## Список заданий
(a) Кто, согласно отрывку о поэзии, считал, что понять поэта значит разгадать его любовь?
(b) Продолжите отрывок о поэзии и поэтах, начав сразу после его последнего предложения.

---------- Отрывок

Поэзия – не текст, а поэт, не то, чтó говорится, а ктó говорит: «Всё обаяние стиха – в личности поэта». Одни и те же слова по-разному окрашены, хотя пишутся одинаково, – как интонация или дикция, они неповторимы.

Как писал Осип Мандельштам, поэт не есть человек без профессии, ни на что другое не годный, а человек, преодолевший свою профессию, подчинивший ее поэзии.

  • Поэты мы – и в рифму с париями,
  • Но, выступив из берегов,
  • Мы бога у богинь оспариваем
  • И девственницу у богов!

«О, поэты! поэты! Единственные настоящие любовники женщин!..»

Понять поэта значит разгадать его любовь, – считал Георгий Чулков: «О совершенстве мастера мы судим по многим признакам, но о значительности его только по одному: любовь, страсть или влюбленность художника предопределяет высоту и глубину его поэтического дара».

Можно говорить о неотмирности поэзии, о поэте как не-таком-как-все. А. Рембо имел основания называть поэта «великим больным», «великим преступником», «великим прóклятым» и «великим мудрецом».

Поэт почти всегда медиум. Он либо творит в состоянии гипноза, либо сам гипнотизирует ритмами слов, взглядом, присутствием. Я нигде об этом не читал, таких свидетельств нет, но я уверен, что магия стихов неотделима от пролонгированной в вечность магии их творцов. Я не хочу сказать, что Пушкин, Гёте или Цветаева были гипнотизерами, но я уверен, что их харизма включала в свой состав эликсир, вскрывающий подсознание, – нечто обезоруживающее, дающее возможность словам проникать в самые глубокие человеческие недра. Возможно, дух поэзии и есть этот эликсир. Возможно, для этого поэзия и задумана Богом, творящим гениев, общающимся с людьми через их посредство.

--------------------
---------- Исходные данные

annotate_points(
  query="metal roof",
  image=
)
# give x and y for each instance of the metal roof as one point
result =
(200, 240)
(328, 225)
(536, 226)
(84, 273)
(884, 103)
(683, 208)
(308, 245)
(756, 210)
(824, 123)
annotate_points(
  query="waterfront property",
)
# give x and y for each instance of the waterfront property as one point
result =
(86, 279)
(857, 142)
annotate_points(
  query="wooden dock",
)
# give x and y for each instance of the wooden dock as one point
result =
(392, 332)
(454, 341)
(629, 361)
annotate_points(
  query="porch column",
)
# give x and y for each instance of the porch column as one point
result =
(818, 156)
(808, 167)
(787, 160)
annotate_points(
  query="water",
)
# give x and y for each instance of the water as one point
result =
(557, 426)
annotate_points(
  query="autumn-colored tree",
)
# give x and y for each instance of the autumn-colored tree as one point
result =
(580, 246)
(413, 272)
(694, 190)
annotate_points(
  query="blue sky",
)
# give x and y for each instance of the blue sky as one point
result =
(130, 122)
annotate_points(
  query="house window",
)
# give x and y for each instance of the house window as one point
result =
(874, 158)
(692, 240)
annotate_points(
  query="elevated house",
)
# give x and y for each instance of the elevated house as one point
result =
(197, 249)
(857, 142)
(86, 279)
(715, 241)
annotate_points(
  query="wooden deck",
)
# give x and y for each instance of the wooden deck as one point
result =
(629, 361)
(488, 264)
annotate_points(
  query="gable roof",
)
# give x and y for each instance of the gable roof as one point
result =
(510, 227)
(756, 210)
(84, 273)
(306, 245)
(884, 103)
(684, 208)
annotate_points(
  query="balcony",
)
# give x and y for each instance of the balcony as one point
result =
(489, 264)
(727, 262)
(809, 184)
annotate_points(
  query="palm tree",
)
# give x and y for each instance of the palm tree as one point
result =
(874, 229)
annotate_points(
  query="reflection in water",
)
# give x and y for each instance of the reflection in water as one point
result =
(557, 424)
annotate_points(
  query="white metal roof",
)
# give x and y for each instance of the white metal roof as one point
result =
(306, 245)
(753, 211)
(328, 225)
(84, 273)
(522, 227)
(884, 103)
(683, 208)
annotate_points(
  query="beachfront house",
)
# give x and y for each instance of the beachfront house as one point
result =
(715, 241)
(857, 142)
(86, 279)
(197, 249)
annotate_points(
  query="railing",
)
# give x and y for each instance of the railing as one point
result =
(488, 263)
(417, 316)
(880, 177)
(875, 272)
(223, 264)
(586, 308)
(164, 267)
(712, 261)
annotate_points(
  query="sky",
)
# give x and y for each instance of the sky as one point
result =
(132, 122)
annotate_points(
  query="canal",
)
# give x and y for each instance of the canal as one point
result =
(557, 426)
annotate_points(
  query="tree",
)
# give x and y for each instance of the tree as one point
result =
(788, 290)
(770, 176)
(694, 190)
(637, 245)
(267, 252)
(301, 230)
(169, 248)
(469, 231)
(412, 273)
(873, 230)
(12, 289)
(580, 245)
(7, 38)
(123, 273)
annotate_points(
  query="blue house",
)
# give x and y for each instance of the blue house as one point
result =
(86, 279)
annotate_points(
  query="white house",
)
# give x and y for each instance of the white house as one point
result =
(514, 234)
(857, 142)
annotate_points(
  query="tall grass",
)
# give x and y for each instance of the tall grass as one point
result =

--------------------

## Ответы к упражнению
(a) Георгий Чулков.

(b)
Поэт – существо надмирное, не случайно Марина Цветаева называла «странного» Белого Ангелом, а Бодлер создал образ гордого альбатроса – прекрасного и сильного в полете и жалкого, с подбитым крылом – на земле… Кстати, Марина Ивановна с горечью констатировала: «Вот у Бодлера поэт – это альбатрос… Ну какой же я альбатрос. Просто ощипанная пичуга, замерзающая от холода…» Но это уже иной план: поэт и тоталитаризм…

Поэт неподсуден, у поэта – всё наоборот, он обратен очевидному и общепринятому:

  • Нам же, рабам твоим непокорным,
  • Нам, нерадивым: мельникам – черным,
  • Нам, трубочистам белым – увы! —
  • Страшные – судные дни твои.

Поэт, считала Марина Цветаева, не только неподсуден сам, но и не судья другим. Он – иной. Его «тьма» не есть «зло», а «высота» – «добро».

Призвание поэта – не писать стихи, а неустанно напоминать людям о существовании Красоты, будоражить их символами Вечности, предостерегать об опасности суеты и зла. Иными словами, он должен быть полновластным хозяином всех форм жизни, а не их рабом, как реалисты и натуралисты.

Что такое символизм?

Символизм – самое законченное воплощение Идеи.

Анри де Ренье

Символ… углубленный и расширенный аналогично идее, связан с мировым Символом. Этот последний – неизменный фон всяких символов. Таким символом является отношение Логоса к Мировой Душе, как мистическому началу человечества.

А. Белый

Символизм начинается даже не с поэзии, а с фантазий человека, с его представлений о мире, с религиозных моделей космоса. Космическое яйцо Озириса, зороастрийская модель Земли, мудрый или искушающий Змий, богатейшая буддийская или христианская символика, культы и ритуалы древних и современных народов – всё это напластование символов, дающее возможность определить человека как символическое животное, существо, изобретшее символы. Поэтому «символическая поэзия» совпадает с понятием поэзии вообще.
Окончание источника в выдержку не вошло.